Short exercise: Reproduce the lines of the data verbatim, starting at the line that contains "Where can the gold" and ending at the line that contains "<point>297,157</point>", with both of those lines included.

Working data:

▬▬▬▬▬▬▬▬▬▬

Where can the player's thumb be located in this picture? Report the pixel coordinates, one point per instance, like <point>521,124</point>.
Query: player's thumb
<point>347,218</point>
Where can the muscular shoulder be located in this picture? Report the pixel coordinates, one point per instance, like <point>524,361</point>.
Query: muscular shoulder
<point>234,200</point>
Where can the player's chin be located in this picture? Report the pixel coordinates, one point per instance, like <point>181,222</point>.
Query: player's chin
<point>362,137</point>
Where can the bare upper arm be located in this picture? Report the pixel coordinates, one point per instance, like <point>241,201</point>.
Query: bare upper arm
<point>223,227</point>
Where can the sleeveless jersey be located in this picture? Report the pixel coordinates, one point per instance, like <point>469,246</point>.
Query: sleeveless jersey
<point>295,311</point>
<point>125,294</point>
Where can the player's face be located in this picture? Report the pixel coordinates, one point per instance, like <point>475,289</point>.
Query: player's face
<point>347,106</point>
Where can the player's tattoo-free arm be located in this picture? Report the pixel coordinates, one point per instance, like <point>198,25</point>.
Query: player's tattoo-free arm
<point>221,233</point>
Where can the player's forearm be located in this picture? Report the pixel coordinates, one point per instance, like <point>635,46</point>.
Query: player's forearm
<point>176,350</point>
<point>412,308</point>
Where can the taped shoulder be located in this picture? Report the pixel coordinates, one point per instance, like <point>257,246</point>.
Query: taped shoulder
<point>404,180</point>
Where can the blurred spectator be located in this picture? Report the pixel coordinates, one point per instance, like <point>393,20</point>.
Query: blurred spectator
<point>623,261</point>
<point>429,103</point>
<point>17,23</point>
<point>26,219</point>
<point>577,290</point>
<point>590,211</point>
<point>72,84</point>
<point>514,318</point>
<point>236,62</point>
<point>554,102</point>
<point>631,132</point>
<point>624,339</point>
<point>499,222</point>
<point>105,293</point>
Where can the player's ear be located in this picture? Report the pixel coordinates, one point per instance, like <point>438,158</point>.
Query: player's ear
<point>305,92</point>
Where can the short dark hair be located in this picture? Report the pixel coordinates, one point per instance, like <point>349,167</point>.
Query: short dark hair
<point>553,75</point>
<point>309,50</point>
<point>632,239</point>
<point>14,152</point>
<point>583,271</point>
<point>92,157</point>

▬▬▬▬▬▬▬▬▬▬

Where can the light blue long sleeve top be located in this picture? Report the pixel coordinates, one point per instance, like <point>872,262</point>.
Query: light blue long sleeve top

▬▬▬▬▬▬▬▬▬▬

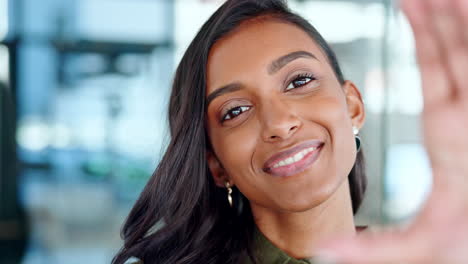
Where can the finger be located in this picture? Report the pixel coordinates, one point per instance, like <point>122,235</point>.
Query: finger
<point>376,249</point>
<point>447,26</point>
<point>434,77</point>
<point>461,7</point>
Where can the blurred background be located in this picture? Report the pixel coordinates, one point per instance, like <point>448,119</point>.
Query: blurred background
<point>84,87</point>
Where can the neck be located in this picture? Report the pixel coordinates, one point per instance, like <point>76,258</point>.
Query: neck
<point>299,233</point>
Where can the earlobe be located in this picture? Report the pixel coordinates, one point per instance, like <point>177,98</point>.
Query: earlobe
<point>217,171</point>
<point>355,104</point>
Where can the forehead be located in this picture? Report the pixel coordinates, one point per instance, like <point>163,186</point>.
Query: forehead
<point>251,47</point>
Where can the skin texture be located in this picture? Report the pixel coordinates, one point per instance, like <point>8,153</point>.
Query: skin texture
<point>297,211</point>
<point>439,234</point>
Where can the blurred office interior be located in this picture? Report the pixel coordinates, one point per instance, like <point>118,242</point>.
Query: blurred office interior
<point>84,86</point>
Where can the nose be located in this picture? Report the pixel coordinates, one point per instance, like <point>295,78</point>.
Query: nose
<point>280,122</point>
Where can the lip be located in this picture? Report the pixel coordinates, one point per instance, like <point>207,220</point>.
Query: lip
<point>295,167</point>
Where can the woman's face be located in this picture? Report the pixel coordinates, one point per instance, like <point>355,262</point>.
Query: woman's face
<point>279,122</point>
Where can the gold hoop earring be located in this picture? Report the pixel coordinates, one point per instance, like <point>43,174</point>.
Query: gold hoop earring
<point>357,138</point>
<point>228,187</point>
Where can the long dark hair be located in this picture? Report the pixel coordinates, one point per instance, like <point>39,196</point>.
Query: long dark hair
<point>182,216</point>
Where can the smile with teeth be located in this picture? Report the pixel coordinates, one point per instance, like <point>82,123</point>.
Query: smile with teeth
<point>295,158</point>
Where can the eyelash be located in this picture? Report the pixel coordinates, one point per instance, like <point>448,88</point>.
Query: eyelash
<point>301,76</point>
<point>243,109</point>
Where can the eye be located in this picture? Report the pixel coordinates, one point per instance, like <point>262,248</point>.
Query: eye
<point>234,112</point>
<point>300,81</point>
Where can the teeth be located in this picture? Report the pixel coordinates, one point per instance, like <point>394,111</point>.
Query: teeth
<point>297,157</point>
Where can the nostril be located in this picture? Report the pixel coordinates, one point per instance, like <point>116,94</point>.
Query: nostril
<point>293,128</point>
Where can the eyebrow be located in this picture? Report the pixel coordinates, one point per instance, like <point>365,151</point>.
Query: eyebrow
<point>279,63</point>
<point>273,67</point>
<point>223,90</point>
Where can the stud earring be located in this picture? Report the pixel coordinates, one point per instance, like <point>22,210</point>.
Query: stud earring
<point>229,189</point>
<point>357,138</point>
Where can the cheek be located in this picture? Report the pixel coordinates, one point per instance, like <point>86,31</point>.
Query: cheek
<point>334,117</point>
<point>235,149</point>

▬▬▬▬▬▬▬▬▬▬

Solution:
Where can the gold hoop earring be located in this picture? Report the pixel coordinates, one point per instance, like <point>43,174</point>.
Query: gold hoop earring
<point>357,138</point>
<point>228,187</point>
Where can the long dark hair be located in this picture? Report the pixel coordinates, one point per instance, like <point>39,196</point>.
Query: long dark hair
<point>182,216</point>
Where can the smile with teeth be located in this picture? Report the pixel coordinates, one point per instance, like <point>82,123</point>.
Query: smile with teeth
<point>295,158</point>
Where can the eyelash be located in this picture? Report the pixel coordinates, one point per instance, like <point>448,88</point>.
Query: eyelash
<point>301,76</point>
<point>243,109</point>
Where can the eye be located in this picture? Report the pixel coordinates, one point per instance, like <point>262,248</point>.
Query: eye
<point>234,112</point>
<point>300,81</point>
Where can the teeth be located in this picture? Report the pixel coordinates, one point per instance, like <point>394,111</point>.
Query: teeth
<point>297,157</point>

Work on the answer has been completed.